> _Stated problem_
Reproduce word for word everything in the records below, from the line containing "Expected: one dot placed on each instance of the pink-edged" down to the line containing "point(250, 826)", including both of those lines.

++++

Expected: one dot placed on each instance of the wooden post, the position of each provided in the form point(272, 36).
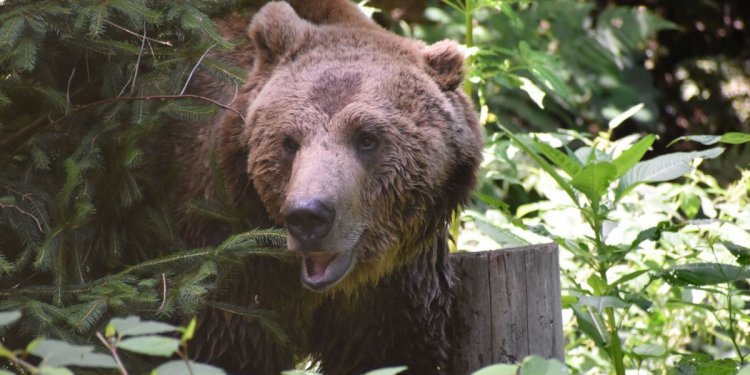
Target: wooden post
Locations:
point(508, 307)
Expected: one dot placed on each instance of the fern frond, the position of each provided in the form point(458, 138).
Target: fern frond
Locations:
point(25, 52)
point(84, 317)
point(267, 319)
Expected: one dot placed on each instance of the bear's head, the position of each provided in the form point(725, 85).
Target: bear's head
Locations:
point(360, 142)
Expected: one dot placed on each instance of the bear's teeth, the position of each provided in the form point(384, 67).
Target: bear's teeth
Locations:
point(316, 264)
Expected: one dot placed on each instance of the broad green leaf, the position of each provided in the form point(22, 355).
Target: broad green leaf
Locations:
point(151, 345)
point(536, 365)
point(179, 367)
point(591, 324)
point(558, 158)
point(650, 350)
point(535, 93)
point(705, 274)
point(189, 331)
point(632, 155)
point(568, 301)
point(58, 353)
point(8, 317)
point(387, 371)
point(628, 277)
point(742, 254)
point(619, 119)
point(542, 164)
point(664, 168)
point(133, 326)
point(498, 369)
point(599, 303)
point(734, 138)
point(593, 180)
point(44, 370)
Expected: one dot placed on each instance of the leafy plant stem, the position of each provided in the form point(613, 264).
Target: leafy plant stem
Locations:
point(732, 333)
point(615, 346)
point(112, 350)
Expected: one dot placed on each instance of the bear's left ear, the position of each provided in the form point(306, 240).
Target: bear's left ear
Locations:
point(446, 63)
point(276, 30)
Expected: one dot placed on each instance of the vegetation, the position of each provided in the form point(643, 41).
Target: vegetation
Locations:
point(655, 239)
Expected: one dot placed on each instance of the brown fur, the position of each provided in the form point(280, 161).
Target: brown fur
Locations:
point(325, 84)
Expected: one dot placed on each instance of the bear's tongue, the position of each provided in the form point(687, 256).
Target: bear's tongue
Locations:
point(317, 263)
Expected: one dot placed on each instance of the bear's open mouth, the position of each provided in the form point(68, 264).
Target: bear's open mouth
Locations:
point(322, 270)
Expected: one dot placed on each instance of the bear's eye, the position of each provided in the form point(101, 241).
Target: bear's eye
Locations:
point(367, 142)
point(290, 146)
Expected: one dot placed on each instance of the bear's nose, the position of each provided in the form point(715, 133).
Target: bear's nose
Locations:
point(309, 220)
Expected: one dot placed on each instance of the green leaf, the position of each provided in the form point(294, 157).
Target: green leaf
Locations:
point(151, 345)
point(44, 370)
point(705, 274)
point(628, 277)
point(734, 138)
point(9, 317)
point(58, 353)
point(179, 367)
point(591, 324)
point(536, 365)
point(741, 253)
point(535, 93)
point(542, 164)
point(663, 168)
point(498, 369)
point(630, 157)
point(133, 326)
point(619, 119)
point(650, 350)
point(599, 303)
point(558, 158)
point(593, 180)
point(387, 371)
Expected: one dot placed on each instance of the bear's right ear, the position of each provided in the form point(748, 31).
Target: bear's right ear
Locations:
point(276, 29)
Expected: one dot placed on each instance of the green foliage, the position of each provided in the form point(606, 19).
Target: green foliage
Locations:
point(129, 334)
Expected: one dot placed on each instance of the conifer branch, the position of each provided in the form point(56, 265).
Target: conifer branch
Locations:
point(139, 36)
point(190, 76)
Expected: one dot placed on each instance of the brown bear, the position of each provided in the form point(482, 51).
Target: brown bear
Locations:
point(361, 144)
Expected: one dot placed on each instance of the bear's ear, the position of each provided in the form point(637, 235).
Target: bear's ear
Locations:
point(276, 29)
point(446, 63)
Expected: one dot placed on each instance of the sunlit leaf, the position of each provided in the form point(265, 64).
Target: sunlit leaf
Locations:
point(58, 353)
point(558, 158)
point(599, 303)
point(134, 326)
point(664, 168)
point(632, 155)
point(593, 180)
point(650, 350)
point(619, 119)
point(151, 345)
point(705, 274)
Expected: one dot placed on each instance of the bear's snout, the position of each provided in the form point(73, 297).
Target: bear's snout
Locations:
point(309, 220)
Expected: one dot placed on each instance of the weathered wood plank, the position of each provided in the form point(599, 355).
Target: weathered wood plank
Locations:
point(508, 307)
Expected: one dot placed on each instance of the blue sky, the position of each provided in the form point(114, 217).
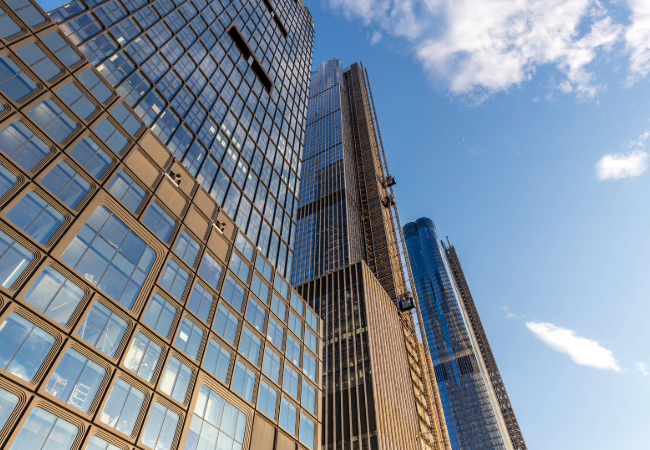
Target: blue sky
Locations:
point(496, 117)
point(521, 129)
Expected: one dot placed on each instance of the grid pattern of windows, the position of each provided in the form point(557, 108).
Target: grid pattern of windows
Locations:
point(166, 311)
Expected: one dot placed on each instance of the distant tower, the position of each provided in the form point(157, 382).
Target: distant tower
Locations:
point(378, 388)
point(468, 380)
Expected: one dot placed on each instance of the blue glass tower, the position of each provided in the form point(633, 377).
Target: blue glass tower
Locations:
point(469, 403)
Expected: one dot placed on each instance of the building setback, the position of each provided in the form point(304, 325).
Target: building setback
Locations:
point(466, 381)
point(476, 326)
point(150, 155)
point(377, 390)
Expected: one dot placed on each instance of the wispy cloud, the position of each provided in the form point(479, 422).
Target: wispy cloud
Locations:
point(625, 164)
point(480, 47)
point(582, 351)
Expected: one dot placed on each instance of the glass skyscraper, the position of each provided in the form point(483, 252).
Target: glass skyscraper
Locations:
point(467, 386)
point(377, 383)
point(150, 154)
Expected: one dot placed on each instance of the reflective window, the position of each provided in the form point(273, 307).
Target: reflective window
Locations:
point(288, 416)
point(160, 315)
point(240, 268)
point(275, 333)
point(14, 259)
point(51, 118)
point(260, 289)
point(295, 325)
point(187, 248)
point(43, 431)
point(122, 408)
point(189, 338)
point(54, 295)
point(174, 279)
point(215, 421)
point(38, 61)
point(36, 217)
point(200, 302)
point(310, 341)
point(233, 293)
point(309, 366)
point(244, 246)
point(21, 145)
point(27, 11)
point(14, 83)
point(77, 100)
point(267, 400)
point(176, 379)
point(161, 428)
point(225, 324)
point(308, 397)
point(296, 303)
point(91, 157)
point(293, 350)
point(217, 360)
point(290, 381)
point(243, 381)
point(66, 184)
point(272, 364)
point(312, 320)
point(76, 380)
point(60, 47)
point(255, 314)
point(103, 329)
point(111, 136)
point(158, 221)
point(111, 256)
point(96, 443)
point(8, 27)
point(7, 180)
point(249, 345)
point(307, 431)
point(210, 271)
point(278, 307)
point(95, 85)
point(143, 357)
point(24, 347)
point(127, 191)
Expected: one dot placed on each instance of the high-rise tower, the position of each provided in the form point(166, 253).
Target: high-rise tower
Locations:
point(377, 380)
point(150, 155)
point(469, 383)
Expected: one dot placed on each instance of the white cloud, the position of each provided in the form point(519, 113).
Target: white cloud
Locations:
point(582, 351)
point(480, 47)
point(622, 165)
point(637, 39)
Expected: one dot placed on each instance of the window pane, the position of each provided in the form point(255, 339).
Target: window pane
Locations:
point(143, 357)
point(76, 380)
point(56, 296)
point(160, 315)
point(66, 184)
point(161, 428)
point(23, 347)
point(122, 407)
point(91, 157)
point(111, 256)
point(217, 360)
point(176, 379)
point(45, 430)
point(103, 329)
point(36, 217)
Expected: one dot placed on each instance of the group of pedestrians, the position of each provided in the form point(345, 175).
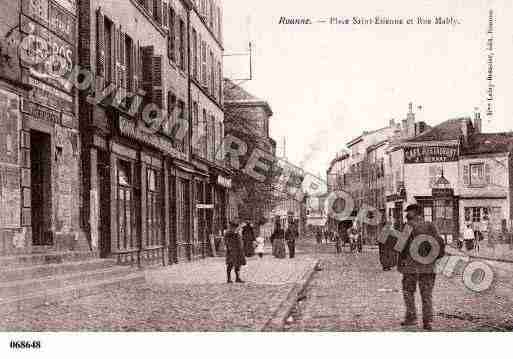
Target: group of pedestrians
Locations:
point(280, 237)
point(241, 243)
point(350, 237)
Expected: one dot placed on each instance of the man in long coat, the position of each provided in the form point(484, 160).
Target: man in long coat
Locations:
point(248, 237)
point(290, 237)
point(417, 265)
point(234, 253)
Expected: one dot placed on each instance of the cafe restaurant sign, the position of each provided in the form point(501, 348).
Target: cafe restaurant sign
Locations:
point(430, 154)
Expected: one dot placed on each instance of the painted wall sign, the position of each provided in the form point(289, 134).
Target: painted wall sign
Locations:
point(39, 112)
point(225, 182)
point(10, 124)
point(430, 154)
point(10, 197)
point(130, 129)
point(47, 57)
point(70, 5)
point(48, 95)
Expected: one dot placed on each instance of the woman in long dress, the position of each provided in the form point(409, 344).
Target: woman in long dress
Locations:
point(278, 240)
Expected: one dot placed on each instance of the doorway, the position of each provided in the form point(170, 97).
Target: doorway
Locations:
point(41, 182)
point(104, 204)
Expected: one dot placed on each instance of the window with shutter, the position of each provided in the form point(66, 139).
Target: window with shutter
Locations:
point(129, 63)
point(466, 175)
point(122, 60)
point(219, 25)
point(212, 75)
point(194, 54)
point(212, 138)
point(488, 177)
point(100, 43)
point(165, 13)
point(109, 51)
point(157, 11)
point(204, 121)
point(171, 48)
point(211, 15)
point(147, 73)
point(203, 63)
point(220, 84)
point(171, 113)
point(115, 55)
point(182, 45)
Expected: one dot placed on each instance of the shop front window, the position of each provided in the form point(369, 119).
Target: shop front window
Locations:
point(153, 212)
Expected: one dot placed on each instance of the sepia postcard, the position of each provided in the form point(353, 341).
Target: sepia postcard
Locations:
point(235, 166)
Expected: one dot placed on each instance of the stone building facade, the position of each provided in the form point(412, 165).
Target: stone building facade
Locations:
point(40, 150)
point(247, 119)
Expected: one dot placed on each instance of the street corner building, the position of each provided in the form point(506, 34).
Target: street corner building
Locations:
point(40, 144)
point(455, 172)
point(80, 170)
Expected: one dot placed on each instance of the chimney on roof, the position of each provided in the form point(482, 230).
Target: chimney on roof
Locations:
point(477, 121)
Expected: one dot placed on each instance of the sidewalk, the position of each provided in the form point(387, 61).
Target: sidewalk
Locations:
point(191, 296)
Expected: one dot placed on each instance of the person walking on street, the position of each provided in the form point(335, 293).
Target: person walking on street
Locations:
point(234, 253)
point(278, 240)
point(354, 236)
point(468, 237)
point(387, 254)
point(248, 237)
point(318, 236)
point(290, 236)
point(417, 265)
point(338, 242)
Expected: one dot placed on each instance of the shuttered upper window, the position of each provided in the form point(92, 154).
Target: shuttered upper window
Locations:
point(182, 45)
point(171, 48)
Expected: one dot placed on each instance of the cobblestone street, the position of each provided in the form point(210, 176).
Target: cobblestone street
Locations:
point(352, 293)
point(185, 297)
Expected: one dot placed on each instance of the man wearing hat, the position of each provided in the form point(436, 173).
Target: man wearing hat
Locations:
point(234, 252)
point(417, 264)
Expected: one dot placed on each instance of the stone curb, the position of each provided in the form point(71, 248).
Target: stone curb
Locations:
point(276, 322)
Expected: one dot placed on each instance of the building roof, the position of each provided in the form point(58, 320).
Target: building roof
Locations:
point(445, 131)
point(482, 143)
point(235, 95)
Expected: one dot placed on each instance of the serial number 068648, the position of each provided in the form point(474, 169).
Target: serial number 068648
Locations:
point(24, 344)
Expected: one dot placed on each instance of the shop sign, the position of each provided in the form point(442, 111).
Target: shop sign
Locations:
point(10, 124)
point(443, 192)
point(39, 112)
point(46, 56)
point(224, 182)
point(131, 129)
point(430, 154)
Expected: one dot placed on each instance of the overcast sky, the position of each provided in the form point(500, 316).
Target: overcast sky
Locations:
point(328, 83)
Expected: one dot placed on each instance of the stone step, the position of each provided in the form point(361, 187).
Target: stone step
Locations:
point(30, 286)
point(55, 295)
point(47, 270)
point(45, 258)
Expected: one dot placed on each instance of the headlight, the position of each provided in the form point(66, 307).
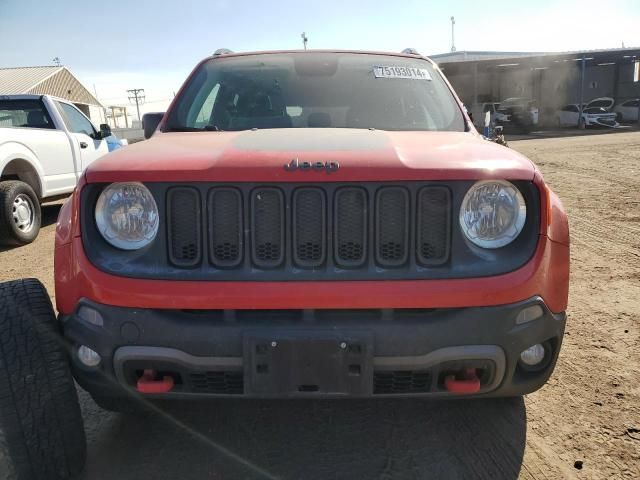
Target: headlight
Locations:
point(127, 215)
point(492, 213)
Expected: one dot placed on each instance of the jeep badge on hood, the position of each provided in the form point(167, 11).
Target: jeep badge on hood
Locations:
point(296, 164)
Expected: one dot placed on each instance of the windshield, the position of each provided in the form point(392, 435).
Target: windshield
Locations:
point(316, 90)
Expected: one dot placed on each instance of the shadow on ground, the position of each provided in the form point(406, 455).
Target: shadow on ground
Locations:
point(355, 439)
point(49, 217)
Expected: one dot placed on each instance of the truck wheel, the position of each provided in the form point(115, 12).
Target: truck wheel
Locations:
point(20, 215)
point(39, 413)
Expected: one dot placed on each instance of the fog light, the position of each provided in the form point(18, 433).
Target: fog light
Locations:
point(88, 357)
point(532, 356)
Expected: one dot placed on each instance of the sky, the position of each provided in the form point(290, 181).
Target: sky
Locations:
point(116, 45)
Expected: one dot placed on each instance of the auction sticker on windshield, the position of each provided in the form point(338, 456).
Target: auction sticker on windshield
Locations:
point(410, 73)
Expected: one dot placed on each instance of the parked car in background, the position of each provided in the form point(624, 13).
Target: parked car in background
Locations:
point(114, 143)
point(517, 112)
point(568, 115)
point(45, 144)
point(601, 102)
point(628, 110)
point(479, 110)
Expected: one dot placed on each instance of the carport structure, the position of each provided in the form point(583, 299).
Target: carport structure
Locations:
point(553, 79)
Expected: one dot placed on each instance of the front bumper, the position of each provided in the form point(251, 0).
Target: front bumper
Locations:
point(386, 352)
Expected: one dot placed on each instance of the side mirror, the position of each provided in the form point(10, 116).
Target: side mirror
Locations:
point(105, 130)
point(150, 122)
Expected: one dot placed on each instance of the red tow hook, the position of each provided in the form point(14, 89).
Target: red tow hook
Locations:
point(469, 384)
point(148, 384)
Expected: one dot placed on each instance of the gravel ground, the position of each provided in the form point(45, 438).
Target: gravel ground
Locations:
point(584, 424)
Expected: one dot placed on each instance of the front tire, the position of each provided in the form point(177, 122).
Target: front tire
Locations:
point(39, 411)
point(20, 215)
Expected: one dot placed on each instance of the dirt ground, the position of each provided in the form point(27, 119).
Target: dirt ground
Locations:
point(584, 424)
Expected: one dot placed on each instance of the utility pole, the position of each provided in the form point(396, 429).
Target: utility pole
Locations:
point(136, 95)
point(453, 38)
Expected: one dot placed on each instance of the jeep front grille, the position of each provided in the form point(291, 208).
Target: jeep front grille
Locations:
point(348, 229)
point(315, 231)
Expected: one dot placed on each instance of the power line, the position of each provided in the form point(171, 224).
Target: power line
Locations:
point(453, 29)
point(137, 95)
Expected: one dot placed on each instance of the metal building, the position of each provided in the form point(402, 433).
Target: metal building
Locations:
point(50, 80)
point(552, 79)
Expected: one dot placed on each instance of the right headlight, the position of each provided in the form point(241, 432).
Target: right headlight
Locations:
point(127, 215)
point(493, 213)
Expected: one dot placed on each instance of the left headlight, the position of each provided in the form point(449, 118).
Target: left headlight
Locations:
point(492, 213)
point(127, 215)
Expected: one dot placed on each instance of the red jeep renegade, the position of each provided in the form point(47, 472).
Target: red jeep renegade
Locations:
point(300, 224)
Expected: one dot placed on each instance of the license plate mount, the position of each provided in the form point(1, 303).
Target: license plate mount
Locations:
point(308, 363)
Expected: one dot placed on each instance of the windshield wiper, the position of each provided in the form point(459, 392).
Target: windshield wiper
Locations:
point(180, 128)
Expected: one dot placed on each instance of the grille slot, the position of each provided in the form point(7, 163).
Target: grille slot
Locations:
point(225, 227)
point(184, 226)
point(392, 226)
point(401, 381)
point(230, 383)
point(309, 227)
point(350, 219)
point(434, 225)
point(267, 232)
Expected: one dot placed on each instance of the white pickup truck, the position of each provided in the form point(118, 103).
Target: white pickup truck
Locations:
point(45, 144)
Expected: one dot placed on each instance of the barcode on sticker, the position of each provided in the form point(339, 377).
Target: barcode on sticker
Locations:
point(410, 73)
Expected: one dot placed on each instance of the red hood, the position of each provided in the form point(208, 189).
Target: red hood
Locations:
point(260, 156)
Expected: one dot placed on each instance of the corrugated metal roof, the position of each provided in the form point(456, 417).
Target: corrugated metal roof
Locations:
point(52, 80)
point(20, 80)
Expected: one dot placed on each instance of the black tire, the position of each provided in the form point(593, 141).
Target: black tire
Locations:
point(10, 232)
point(39, 411)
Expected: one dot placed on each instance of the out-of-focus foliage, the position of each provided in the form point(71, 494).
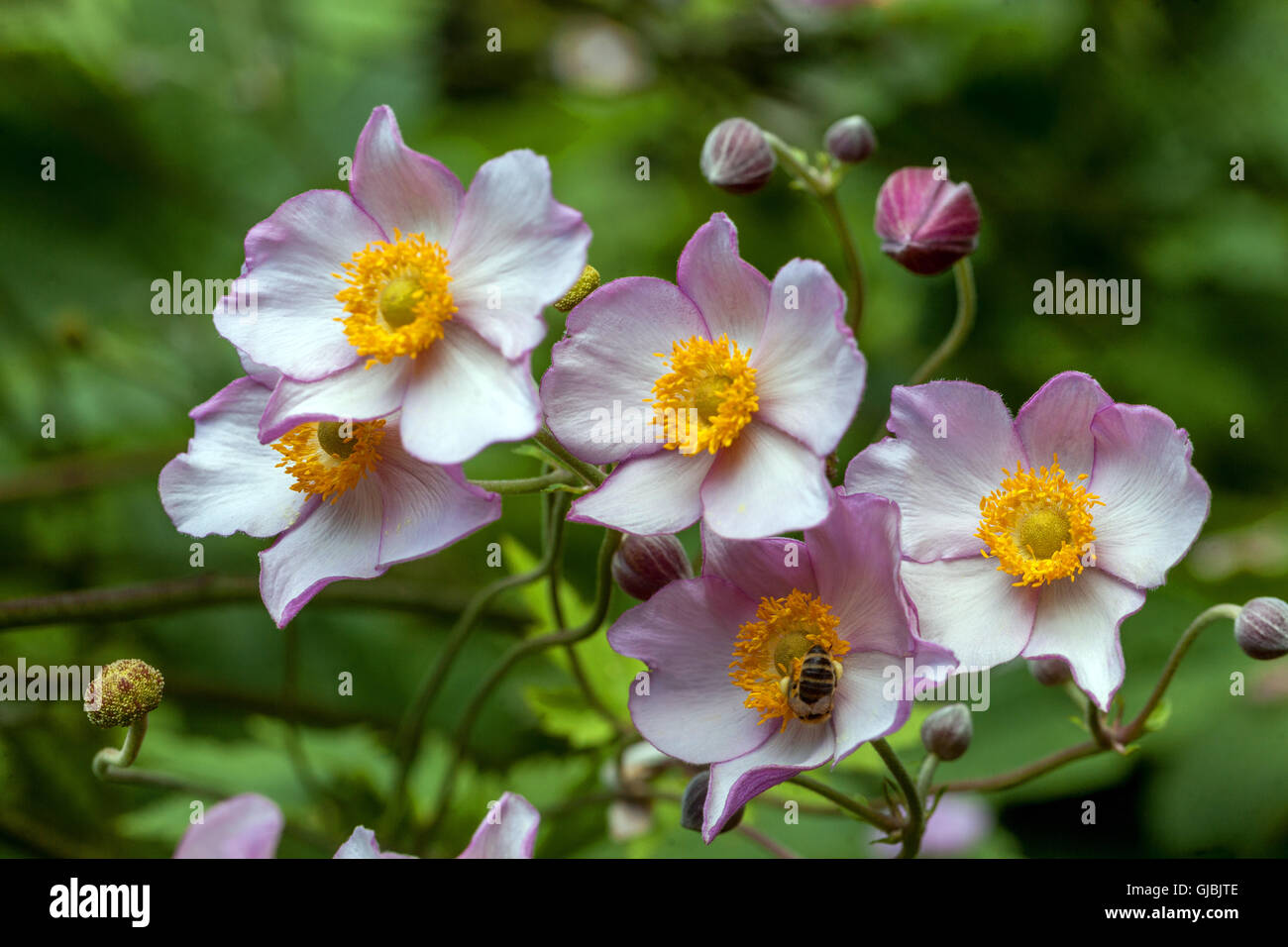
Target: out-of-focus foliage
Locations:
point(1113, 163)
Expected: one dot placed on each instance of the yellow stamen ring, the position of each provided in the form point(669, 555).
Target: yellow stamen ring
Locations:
point(1038, 525)
point(773, 647)
point(707, 395)
point(395, 298)
point(326, 458)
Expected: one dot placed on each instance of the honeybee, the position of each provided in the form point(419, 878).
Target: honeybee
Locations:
point(809, 693)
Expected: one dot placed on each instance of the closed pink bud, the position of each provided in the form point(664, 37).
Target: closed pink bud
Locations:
point(737, 158)
point(643, 565)
point(926, 224)
point(1261, 629)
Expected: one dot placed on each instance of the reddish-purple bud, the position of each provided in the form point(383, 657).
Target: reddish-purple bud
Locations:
point(1261, 629)
point(850, 140)
point(1050, 671)
point(926, 223)
point(947, 732)
point(737, 158)
point(643, 565)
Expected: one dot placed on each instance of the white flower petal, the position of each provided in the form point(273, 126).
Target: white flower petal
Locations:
point(330, 541)
point(228, 480)
point(953, 440)
point(809, 372)
point(465, 395)
point(1154, 500)
point(971, 608)
point(767, 482)
point(1080, 622)
point(648, 495)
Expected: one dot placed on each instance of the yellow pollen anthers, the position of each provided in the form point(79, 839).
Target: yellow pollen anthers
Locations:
point(323, 460)
point(707, 395)
point(774, 646)
point(397, 296)
point(1037, 525)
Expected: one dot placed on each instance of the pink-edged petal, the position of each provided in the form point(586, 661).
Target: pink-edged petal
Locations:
point(1154, 500)
point(1080, 622)
point(245, 826)
point(952, 442)
point(857, 561)
point(862, 707)
point(648, 495)
point(608, 363)
point(686, 634)
point(426, 506)
point(399, 187)
point(291, 260)
point(767, 482)
point(515, 250)
point(802, 746)
point(356, 393)
point(809, 372)
point(507, 831)
point(465, 395)
point(362, 844)
point(763, 569)
point(228, 480)
point(1056, 421)
point(971, 608)
point(732, 294)
point(330, 541)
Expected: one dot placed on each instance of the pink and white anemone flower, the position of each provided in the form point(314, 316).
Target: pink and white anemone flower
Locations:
point(1034, 536)
point(346, 499)
point(408, 294)
point(726, 654)
point(716, 398)
point(250, 826)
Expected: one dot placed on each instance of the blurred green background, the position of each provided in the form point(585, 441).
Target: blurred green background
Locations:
point(1113, 163)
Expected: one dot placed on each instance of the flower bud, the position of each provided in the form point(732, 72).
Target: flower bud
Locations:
point(850, 140)
point(587, 283)
point(947, 732)
point(1261, 629)
point(737, 158)
point(1050, 672)
point(926, 224)
point(694, 804)
point(124, 692)
point(643, 565)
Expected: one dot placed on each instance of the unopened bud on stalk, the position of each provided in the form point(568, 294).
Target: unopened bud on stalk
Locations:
point(926, 223)
point(587, 283)
point(694, 804)
point(850, 140)
point(1261, 629)
point(123, 693)
point(644, 565)
point(737, 158)
point(947, 732)
point(1050, 672)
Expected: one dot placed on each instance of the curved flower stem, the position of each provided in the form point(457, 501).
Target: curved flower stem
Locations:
point(413, 720)
point(822, 184)
point(162, 598)
point(588, 472)
point(1120, 736)
point(879, 818)
point(915, 814)
point(519, 651)
point(962, 322)
point(528, 484)
point(1224, 611)
point(108, 761)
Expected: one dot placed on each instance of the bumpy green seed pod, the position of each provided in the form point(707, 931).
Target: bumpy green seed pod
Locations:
point(125, 690)
point(587, 283)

++++

> _Exercise result_
Expected: one dot placed on each instance of the pink-edged petal, the position of each provided in the form point(586, 661).
Target: pink-edged petal
Locations:
point(1154, 500)
point(1080, 622)
point(245, 826)
point(952, 442)
point(857, 561)
point(862, 707)
point(648, 495)
point(608, 363)
point(686, 634)
point(426, 506)
point(399, 187)
point(291, 260)
point(767, 482)
point(515, 250)
point(802, 746)
point(356, 393)
point(809, 372)
point(507, 831)
point(465, 395)
point(362, 844)
point(763, 569)
point(228, 480)
point(1056, 421)
point(971, 608)
point(732, 294)
point(330, 541)
Expected: one dot placed on each instance of the pink and white anemone flower, the position of each provided in the form point(314, 316).
Target: pink and white anemone flower
Locations:
point(1034, 536)
point(346, 499)
point(408, 294)
point(726, 654)
point(716, 398)
point(250, 826)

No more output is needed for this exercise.